Top of Text provided

I have a dataframe ranges from 2016 to 2019, shows the production numbers of a commodity in everyday. I have set the time as index and have converted it to date_time format.
Time #Produced products 2016-03-26 274 .... 2017-03-26 123 2017-02-27 245 .... 2018-03-26 282 .... 2019-03-23 296
Now, I would like to find the average daily production over these years, But in a way that is aware of the weekdays. So, since we have 52 weeks in a year, the output indexes will be: 1st Monday, 1st Tuesday,...., 52nd Saturday, 52nd Sunday. For each index, it should find the mean of the produced numbers over the years 2016-2019.
I guess that I should use something such as groupby month and groupby dayofweek I do not know how to implement it. Could you please guide me?
What you can do is add another column to the dataframe using the apply
function and a helper function -
*this helper function assumes that all entries in the Time
column are in the python datetime
format
def helper(my_date_time):
week_list = ['Monday', 'Tuesday', 'Wednesday', 'Thursday', 'Friday', 'Saturday','Sunday']
week_number = my_date_time.isocalendar()[1]
week_day = week_list[my_date_time.isocalendar()[2] - 1]
return (week_day + str(week_number))
Once you have the helper function you can modify your dataframe to include the weekday and week number in another column-
df['week_number_day'] = df['Time'].apply(helper)
then you can use this to find the mean values you needed
grouped_df = df.groupby("week_number_day")
mean_df = grouped_df.mean()
mean_df = mean_df.reset_index()
print(mean_df)

Bottom of Text provided
Top of Available data

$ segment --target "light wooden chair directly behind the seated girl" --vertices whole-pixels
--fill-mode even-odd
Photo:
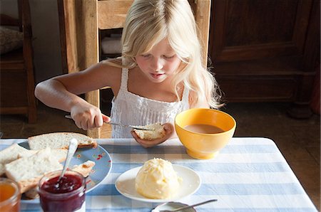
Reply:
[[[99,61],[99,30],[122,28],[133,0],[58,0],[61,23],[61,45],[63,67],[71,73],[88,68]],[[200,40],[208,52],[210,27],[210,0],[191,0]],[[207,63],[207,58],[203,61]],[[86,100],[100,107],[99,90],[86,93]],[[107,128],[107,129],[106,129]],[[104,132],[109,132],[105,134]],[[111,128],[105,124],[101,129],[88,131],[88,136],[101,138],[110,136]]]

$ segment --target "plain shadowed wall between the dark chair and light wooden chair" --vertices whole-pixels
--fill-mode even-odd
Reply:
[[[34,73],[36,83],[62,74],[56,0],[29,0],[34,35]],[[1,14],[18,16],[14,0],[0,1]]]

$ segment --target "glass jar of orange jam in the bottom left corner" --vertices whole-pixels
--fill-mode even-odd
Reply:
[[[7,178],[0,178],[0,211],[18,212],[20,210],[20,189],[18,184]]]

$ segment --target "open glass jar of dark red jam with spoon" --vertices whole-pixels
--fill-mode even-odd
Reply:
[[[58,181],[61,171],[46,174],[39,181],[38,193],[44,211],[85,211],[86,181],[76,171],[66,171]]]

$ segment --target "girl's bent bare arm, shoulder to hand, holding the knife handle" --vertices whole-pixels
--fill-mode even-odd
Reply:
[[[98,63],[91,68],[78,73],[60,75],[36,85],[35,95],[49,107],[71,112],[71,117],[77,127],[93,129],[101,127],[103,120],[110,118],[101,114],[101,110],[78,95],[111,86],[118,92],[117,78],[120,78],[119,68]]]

Bottom of Available data
Top of Available data

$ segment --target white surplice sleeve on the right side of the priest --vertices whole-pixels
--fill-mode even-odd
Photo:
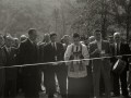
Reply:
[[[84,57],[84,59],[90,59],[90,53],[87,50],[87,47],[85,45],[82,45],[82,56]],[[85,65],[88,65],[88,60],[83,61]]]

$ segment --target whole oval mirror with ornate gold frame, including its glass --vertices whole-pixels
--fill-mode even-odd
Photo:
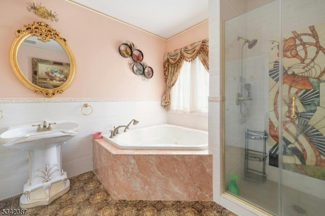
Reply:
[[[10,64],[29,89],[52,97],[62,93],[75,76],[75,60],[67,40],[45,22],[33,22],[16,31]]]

Bottom of Available data
Top of Available data

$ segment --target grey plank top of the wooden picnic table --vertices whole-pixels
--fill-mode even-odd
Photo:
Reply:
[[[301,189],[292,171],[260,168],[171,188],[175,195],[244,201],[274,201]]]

Bottom of Available data

> **Problem statement**: In the forum thread, what name does the reply give to the new column it adds to the dataframe?

> **Response to the exercise**: week_number_day